(Stored entries)

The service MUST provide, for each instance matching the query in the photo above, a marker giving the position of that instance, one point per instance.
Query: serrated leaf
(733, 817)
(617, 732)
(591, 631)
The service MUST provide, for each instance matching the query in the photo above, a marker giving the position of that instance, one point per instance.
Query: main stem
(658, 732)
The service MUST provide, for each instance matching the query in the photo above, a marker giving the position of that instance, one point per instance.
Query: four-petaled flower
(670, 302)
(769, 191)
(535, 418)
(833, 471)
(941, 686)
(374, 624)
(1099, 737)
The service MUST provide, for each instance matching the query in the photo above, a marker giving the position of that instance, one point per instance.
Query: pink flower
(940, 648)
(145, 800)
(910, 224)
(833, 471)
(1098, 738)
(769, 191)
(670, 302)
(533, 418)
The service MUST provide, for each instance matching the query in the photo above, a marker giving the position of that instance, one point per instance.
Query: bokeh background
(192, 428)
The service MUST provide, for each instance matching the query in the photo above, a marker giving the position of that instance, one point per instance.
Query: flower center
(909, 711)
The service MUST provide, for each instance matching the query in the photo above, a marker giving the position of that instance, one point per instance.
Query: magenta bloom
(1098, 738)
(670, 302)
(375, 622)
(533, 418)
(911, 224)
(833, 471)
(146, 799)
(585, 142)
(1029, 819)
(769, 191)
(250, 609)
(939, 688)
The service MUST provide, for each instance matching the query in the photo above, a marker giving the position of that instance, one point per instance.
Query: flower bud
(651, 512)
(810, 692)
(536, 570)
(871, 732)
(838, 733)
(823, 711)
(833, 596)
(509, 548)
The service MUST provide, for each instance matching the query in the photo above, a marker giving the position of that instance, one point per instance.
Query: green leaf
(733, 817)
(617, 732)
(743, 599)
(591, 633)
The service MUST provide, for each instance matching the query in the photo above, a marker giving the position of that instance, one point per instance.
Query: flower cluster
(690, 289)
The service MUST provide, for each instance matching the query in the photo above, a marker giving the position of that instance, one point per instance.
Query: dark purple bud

SHORT EXERCISE: Please set down each line of the records exactly as given.

THE REPLY:
The service MUST provide, for each instance matching the query in the photo above, a marker giving the position of that instance, one point per instance.
Query: serrated leaf
(733, 817)
(617, 732)
(591, 631)
The service MUST provide, for each instance matching the query in the photo above, a marker giving the position of that instance, one point per instance.
Query: main stem
(658, 732)
The service MUST provide, for each instance matching the query in the photo above, a marker giving the position of that instance, one point per instance.
Query: four-petaled flower
(670, 302)
(769, 191)
(535, 418)
(833, 471)
(941, 686)
(374, 624)
(1099, 737)
The service MUST provide, for each instance matching the query in the photo above, a marker giving the position of that instance, one point per instance.
Query: pink flower
(940, 648)
(145, 800)
(910, 224)
(833, 471)
(1098, 738)
(769, 191)
(670, 302)
(533, 418)
The service MUST provide, for each instance matching the query in the photo above, a marker giving the position of that instance, one point per instance.
Query: bokeh background
(192, 428)
The service MUST provide, for each instance matching the query in the photo above, a marker giving the position of that instance, one point per instance.
Query: flower center
(909, 711)
The service MUST provide, for each instance matching the query in the photo above, a marker giving the position of that instance, one point per instance.
Query: magenta bloom
(1098, 738)
(670, 302)
(375, 622)
(533, 418)
(911, 224)
(833, 471)
(146, 799)
(585, 142)
(1029, 819)
(769, 191)
(250, 609)
(939, 688)
The service MUST provide, for each instance matching the query in the photo above, a marker giving the position of that instance, one point per instance.
Query: flower bud
(651, 512)
(810, 692)
(536, 570)
(871, 732)
(838, 733)
(823, 711)
(833, 596)
(509, 548)
The service MUST provide, for each instance matching the query in the photo above, a marker giving the position of that instance, one point per instance.
Query: green leaf
(733, 817)
(617, 732)
(743, 599)
(591, 633)
The service MUST provide, for each instance matching the query in the photo above, a marker giving the position of that instance, one point per instance.
Query: flower cluster
(690, 289)
The service MUST provide, for each instance matching the query in the photo above, a marker giving the position of that instance, one point per instance.
Query: dark purple bud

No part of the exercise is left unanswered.